++++ Texto extraído ++++

No que concerne à responsabilidade social empresarial, embora tenha surgido recentemente como denominação, é possível afirmar que esta intensificou-se, no contexto brasileiro, a partir da década de 80, com estratégias como o Prêmio ECO, da Câmara de Comércio de São Paulo, e as atividades filantrópicas que premiara. E, no decorrer dos anos 90, o Grupo de Institutos, Fundações e Empresas (GIFE), o Instituto Ethos, a Kanits Associados, dentre outros, procuraram representar e organizar o empresariado em torno de práticas de ação social em nível nacional.

Em Porto Alegre, empresas de porte nacional e entidades representativas fundaram, em 1997, a ONG-Parceiros Voluntários , com o intuito de disseminar a prática de trabalho voluntário. Tal iniciativa empresarial, unidade de pesquisa aqui, será tratada quanto ao seu potencial para a interação entre campo econômico e comunidades, a partir de entrevistas realizadas com voluntários e gestores da organização.

++++ Material extraído ++++

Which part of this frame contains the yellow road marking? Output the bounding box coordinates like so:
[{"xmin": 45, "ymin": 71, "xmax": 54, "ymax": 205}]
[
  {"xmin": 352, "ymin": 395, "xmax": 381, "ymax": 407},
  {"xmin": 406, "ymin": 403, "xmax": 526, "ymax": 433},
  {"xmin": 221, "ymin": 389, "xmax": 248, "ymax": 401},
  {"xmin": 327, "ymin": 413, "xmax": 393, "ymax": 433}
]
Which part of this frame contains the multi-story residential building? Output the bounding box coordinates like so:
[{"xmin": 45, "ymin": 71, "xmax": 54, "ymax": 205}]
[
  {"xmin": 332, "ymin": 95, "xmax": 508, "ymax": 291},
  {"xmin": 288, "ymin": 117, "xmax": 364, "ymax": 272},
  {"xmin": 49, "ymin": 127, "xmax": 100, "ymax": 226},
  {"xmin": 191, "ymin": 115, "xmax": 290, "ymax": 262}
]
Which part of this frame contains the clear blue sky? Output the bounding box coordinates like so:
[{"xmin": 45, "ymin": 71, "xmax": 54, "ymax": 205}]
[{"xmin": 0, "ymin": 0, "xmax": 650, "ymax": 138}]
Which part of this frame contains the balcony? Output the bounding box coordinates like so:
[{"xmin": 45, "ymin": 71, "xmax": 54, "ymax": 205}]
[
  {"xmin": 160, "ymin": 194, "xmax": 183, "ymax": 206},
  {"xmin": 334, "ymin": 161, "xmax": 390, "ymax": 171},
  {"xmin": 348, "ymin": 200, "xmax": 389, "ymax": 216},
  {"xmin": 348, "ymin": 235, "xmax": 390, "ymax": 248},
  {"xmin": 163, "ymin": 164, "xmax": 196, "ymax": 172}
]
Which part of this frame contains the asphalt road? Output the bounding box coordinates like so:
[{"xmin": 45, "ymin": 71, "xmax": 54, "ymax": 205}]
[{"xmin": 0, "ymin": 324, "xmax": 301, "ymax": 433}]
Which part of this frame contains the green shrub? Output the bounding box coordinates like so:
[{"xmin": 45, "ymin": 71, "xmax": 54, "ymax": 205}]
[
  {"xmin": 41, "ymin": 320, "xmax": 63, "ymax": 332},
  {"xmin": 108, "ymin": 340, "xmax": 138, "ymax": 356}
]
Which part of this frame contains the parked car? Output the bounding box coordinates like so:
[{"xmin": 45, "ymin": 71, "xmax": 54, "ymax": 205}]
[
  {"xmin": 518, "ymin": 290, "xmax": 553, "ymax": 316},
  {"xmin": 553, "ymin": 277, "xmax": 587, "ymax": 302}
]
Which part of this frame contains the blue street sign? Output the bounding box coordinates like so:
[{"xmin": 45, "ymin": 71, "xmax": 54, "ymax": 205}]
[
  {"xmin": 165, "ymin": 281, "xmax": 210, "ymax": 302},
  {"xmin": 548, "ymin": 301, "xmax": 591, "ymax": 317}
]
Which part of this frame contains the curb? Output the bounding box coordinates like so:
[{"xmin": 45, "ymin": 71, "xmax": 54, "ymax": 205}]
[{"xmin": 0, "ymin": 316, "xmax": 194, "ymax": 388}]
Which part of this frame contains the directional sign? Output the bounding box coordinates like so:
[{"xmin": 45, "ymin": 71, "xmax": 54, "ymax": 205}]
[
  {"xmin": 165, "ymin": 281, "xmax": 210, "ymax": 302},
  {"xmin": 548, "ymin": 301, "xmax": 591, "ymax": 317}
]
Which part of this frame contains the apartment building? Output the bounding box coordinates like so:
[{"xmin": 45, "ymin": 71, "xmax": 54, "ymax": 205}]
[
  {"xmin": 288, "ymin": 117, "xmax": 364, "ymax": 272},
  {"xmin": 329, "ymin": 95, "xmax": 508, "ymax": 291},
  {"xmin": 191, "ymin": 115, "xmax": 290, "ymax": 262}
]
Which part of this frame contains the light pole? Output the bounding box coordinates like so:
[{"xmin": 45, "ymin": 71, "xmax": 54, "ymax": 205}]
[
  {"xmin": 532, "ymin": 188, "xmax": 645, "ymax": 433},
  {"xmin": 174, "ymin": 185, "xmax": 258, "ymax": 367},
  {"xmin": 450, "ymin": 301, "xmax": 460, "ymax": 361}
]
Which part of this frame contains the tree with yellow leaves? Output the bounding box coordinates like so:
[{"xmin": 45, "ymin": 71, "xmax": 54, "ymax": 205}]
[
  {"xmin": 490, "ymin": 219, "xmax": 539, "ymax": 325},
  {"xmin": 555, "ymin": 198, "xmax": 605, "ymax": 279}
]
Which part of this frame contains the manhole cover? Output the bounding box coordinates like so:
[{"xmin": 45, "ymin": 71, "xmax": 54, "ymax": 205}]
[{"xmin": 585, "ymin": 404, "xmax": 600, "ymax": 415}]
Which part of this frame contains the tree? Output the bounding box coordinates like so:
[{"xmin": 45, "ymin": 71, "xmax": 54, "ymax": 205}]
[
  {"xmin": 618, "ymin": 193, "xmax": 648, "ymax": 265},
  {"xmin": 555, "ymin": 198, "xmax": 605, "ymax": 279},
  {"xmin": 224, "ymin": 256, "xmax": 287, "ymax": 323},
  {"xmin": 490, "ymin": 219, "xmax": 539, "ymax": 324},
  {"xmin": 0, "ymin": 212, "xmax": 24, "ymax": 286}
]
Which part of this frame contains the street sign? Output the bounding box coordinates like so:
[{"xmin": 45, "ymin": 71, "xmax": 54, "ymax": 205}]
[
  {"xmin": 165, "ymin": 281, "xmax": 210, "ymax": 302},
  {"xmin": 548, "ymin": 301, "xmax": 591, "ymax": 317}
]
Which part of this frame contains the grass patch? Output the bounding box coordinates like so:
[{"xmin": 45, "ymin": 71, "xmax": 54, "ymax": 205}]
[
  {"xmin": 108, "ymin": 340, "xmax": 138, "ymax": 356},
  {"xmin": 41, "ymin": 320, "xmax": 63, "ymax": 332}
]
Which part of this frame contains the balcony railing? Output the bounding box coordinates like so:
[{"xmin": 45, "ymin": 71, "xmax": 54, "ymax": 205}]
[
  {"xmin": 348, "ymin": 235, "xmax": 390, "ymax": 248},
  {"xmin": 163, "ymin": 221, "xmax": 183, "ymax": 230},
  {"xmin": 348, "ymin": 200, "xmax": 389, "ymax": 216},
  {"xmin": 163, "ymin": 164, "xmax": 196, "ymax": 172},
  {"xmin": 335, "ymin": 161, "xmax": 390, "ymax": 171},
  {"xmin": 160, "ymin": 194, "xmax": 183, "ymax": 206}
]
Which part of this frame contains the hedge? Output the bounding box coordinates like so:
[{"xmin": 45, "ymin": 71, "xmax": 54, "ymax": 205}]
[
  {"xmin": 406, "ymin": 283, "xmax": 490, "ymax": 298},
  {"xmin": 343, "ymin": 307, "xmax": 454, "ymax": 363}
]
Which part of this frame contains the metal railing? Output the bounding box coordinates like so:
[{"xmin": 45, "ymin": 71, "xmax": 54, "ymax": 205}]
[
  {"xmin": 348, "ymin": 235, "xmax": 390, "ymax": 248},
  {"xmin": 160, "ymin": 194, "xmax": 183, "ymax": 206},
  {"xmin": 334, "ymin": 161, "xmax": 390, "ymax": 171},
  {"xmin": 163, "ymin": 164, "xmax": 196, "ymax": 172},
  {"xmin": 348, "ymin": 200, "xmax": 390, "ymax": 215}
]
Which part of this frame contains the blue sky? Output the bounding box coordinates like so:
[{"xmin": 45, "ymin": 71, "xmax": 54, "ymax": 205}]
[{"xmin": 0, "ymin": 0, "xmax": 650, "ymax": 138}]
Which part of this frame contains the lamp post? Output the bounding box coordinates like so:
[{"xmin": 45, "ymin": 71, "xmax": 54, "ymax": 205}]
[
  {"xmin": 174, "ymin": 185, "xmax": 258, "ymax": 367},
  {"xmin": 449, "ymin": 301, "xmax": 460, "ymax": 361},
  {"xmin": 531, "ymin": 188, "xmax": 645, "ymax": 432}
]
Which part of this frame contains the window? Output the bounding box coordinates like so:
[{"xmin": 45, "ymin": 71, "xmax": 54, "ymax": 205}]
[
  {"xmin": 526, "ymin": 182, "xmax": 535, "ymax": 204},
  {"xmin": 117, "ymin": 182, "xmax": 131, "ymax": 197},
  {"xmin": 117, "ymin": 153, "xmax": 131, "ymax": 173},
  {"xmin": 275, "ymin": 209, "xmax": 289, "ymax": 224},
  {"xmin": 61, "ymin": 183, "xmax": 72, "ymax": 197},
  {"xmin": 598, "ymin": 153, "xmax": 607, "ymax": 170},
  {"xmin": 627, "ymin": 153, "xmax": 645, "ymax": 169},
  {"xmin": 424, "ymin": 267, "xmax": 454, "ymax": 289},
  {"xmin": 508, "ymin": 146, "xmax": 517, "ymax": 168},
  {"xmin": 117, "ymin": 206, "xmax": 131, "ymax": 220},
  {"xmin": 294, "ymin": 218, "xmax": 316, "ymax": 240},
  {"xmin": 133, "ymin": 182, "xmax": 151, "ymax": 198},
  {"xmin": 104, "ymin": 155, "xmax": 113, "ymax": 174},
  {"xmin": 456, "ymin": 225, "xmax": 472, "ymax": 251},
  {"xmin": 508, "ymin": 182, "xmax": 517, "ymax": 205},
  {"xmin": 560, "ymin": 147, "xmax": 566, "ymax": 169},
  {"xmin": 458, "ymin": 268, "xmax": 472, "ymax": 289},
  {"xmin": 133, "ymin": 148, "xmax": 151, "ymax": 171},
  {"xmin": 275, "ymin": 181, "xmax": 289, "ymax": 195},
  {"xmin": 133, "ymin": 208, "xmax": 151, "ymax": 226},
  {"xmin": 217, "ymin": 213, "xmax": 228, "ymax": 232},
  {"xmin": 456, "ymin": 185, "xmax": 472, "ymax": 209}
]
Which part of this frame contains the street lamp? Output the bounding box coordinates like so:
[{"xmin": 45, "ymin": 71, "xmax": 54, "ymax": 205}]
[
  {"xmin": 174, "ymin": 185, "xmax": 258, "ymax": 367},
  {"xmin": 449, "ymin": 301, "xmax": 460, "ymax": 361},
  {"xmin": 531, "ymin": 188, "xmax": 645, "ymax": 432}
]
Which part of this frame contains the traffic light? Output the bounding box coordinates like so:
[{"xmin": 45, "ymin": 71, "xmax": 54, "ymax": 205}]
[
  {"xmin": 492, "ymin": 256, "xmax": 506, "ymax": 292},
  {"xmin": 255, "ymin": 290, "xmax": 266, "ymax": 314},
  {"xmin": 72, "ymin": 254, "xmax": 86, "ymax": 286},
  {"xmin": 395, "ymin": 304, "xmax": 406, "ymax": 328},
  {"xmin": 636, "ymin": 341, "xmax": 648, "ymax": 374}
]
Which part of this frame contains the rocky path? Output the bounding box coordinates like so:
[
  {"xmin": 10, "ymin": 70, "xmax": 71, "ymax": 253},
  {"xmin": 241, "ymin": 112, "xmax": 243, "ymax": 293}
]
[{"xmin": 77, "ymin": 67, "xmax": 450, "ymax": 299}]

++++

→ Tarefas do exercício:
1) De acordo com o texto sobre responsabilidade social empresarial, com que intuito a ONG-Parceiros Voluntários foi fundada em Porto Alegre?
2) Retome o texto sobre responsabilidade social empresarial logo após sua última frase.

→ Gabarito:
1) Com o intuito de disseminar a prática de trabalho voluntário.

2)
1. Responsabilidade social e trabalho voluntário
Sob a lógica de um agente do campo econômico (no Brasil), o que significaria integrar-se ao processo de globalização? A resposta seria: expor seus produtos a uma concorrência produtiva e comercial com países tecnologicamente mais avançados? Na atualidade e pelo observado até o momento, esta seria apenas parte da questão. O acirramento da concorrência tem conduzido o empresariado a estratégias que otimizem não somente seus processos produtivos, mas toda comunidade que o circunda. Ou seja, conforme a atual dinâmica do campo econômico, são promovidas as iniciativas que criarem, inclusive, condições de seu produto ser produzido e consumido. Daí as práticas de interação com escolas, hospitais, ou organizações sem fins lucrativos (Organizações da Sociedade Civil de Interesse Público – OSCIP -, legalmente falando), dinamizando as relações entre os campos econômico e social. Simultaneamente, a internacionalização das decisões políticas (campo onde agem as organizações não-governamentais), seguindo a concretização do Direito Internacional, tem oportunizado o desenvolvimento de iniciativas da sociedade civil com relativa autonomia (em relação ao Estado). Desde 1948, com a Declaração Universal dos Direitos Humanos, até os dias atuais, tem se estabelecido critérios mundiais de defesa do Homem, elevando-o ao status de “cidadão do mundo”, em detrimento da subordinação à soberania nacional (GÓMES, 1997).

A idéia de responsabilidade social pressupõe que a atividade empresarial envolve compromissos com toda a cadeia produtiva da empresa: clientes, funcionários e fornecedores, além das comunidades, ambiente e sociedade como um todo, apoiada numa premissa de interdependência mútua. A expressão tem sido muito utilizada no Brasil, especialmente nos últimos dois anos (SCHOMMER, 1999).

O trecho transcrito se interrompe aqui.